- _Extract_
And these sources provide specifics or are you embellishing on what they are saying? Because with your specifications there are many unanswered questions.

They give very reasonable specs. If they gave out bogus specs like TT then they would not be a good source now would it?
There will always be unanswered questions until we hear from AMD. Whether you agree with me or not, that won't change.
 
They give very reasonable specs. If they gave out bogus specs like TT then they would not be a good source now would it?
There will always be unanswered questions until we hear from AMD. Whether you agree with me or not, that won't change.

It's not that I disagree. Your word and your sources are better than mine. It's just, 16GB seems a lot for a card that employs High-Bandwidth Caching. 8GB is already sufficient in the gaming space and HBC furthers that. 16GB just seems... gratuitous.
 
It's not that I disagree. Your word and your sources are better than mine. It's just, 16GB seems a lot for a card that employs High-Bandwidth Caching. 8GB is already sufficient in the gaming space and HBC furthers that. 16GB just seems... gratuitous.

Well the thing is, I am fairly certain they are not directly connected. It's hard to tell based off the leaked slides we've seen because it's not specifically stated nor is it implied by the picture. We don't really know how it's going to workout. 16GB would be for the top end card. Everything else will have 8GB. Just seems silly for them to match a 1080s VRAM when that released so long ago
 
I have pretty good sources and they don't come from any tech sites. They come from Stock sites who the people who write those articles are much more inside the industry than any tech site.

- _Given information_
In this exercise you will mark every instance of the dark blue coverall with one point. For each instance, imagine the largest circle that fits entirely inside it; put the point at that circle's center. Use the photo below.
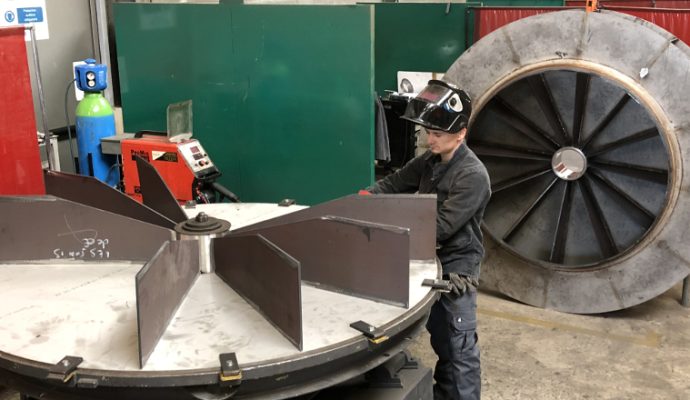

- _Exercise set_
(a) Answer these questions from the discussion about AMD card memory:
(i) Until which company is heard from will there always be unanswered questions?
(ii) How much memory is described as already sufficient in the gaming space?
(iii) What kind of sites do the poster's sources come from, according to the final post?
(b) Continue the discussion about AMD card memory after its final post.

- _Exercise results_
(a)
(i) AMD
(ii) 8GB
(iii) Stock sites, not tech sites

(b)
In addition I've been right about every launch since the Fury X came out. So I'm pretty confident in myself;)

And no it needs to be faster than a 1080 or at least as fast as a 1080ti. The cheaper slightly slower alternative is a strategy they have used for a long time and it's not working. They need to take a page from Nvidia and care first about margins to get afloat.

I am the first one that wants amd cards to be good and better than Nvidias, but SO FAR they have been behind quite some time now. And untill we have some solid reviews before us then its ALL speculations, nothing more.

My 2 cents are that it will be equal OR less than a 1080. Hope I am wrong.
 
I agree with NBD and also why would there not be 16 on top gpu?
We know from leaks the the green team are going with 10/12
I really do think AMD have been showcasing something less than the best because its that good.
 
Well the thing is, I am fairly certain they are not directly connected. It's hard to tell based off the leaked slides we've seen because it's not specifically stated nor is it implied by the picture. We don't really know how it's going to workout. 16GB would be for the top end card. Everything else will have 8GB. Just seems silly for them to match a 1080s VRAM when that released so long ago

But is Vega 10 really the top-end GPU? Vega 20 is rumoured to be a shrunken Vega 10 GPU with higher clock speeds and 16GB of VRAM. Maybe that's where the 16GB is going. 8GB for Vega 10 does kinda suck because it's the same as the RX 480 which is realistically not even half as fast as a 1080 (and Vega 10 is likely going to be faster than a 1080). But 16GB does seem an awful lot.

In retrospect, I feel both 8GB and 16GB could be possible. Maybe the flagship unlocked Vega 10 GPU will come with 16GB while a cutdown version will come with 8GB. 16GB is a huge amount for a GPU only capable of slightly beating a 1080—at least at the moment.
 
Vega 20 isn't coming out till next year from what has been reported? It's also 7nm. I'm fairly certain AMD said something about 7nm chips.. I can't remember though. But yes it'll be a smaller version, but if a year apart I'm sure we'll see some minor architecture improvements but not much. More like a refresh than a rebadge.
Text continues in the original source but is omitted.